_PROBLEM STATEMENT_
Set down every record once more, exactly as given.

>>>>>

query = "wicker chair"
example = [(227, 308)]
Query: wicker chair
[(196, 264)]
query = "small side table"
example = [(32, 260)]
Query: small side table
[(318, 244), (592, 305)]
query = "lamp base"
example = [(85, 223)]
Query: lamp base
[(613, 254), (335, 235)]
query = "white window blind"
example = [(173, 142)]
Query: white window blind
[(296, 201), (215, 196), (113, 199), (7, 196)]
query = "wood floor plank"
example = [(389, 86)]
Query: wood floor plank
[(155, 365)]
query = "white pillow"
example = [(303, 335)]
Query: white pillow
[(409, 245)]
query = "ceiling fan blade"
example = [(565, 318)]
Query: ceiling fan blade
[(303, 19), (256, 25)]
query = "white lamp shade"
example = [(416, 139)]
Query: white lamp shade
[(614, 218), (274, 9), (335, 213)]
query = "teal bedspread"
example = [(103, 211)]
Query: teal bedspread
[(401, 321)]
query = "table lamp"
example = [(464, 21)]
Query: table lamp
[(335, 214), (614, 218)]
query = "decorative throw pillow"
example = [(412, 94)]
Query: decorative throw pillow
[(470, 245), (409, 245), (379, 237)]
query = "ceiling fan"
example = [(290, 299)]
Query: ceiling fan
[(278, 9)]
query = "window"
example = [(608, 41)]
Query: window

<<<<<

_SOLUTION TO THIS TASK_
query = "wicker chair"
example = [(227, 308)]
Query: wicker chair
[(196, 264)]
query = "small side table"
example = [(32, 260)]
Query: small side table
[(318, 244), (592, 305)]
query = "lamp base"
example = [(85, 223)]
Query: lamp base
[(613, 254), (335, 235)]
query = "white window blind"
example = [(173, 142)]
Query: white window blind
[(296, 201), (215, 196), (113, 199), (7, 196)]
query = "wood floor plank"
example = [(389, 86)]
Query: wood floor plank
[(155, 365)]
query = "white pillow"
example = [(303, 335)]
Query: white pillow
[(409, 245)]
query = "ceiling fan blade"
example = [(565, 318)]
Query: ceiling fan blade
[(303, 19), (256, 25)]
query = "white lamp shade"
example = [(416, 139)]
Query: white lamp shade
[(614, 218), (274, 9), (335, 213)]
query = "teal bedspread"
example = [(103, 211)]
Query: teal bedspread
[(401, 321)]
query = "table lamp"
example = [(464, 21)]
Query: table lamp
[(335, 214), (614, 218)]
query = "decorative throw pillow"
example = [(412, 94)]
Query: decorative throw pillow
[(470, 245), (409, 245), (379, 237)]
query = "ceiling fan"
example = [(290, 299)]
Query: ceiling fan
[(278, 9)]
query = "window"
example = [(608, 41)]
Query: window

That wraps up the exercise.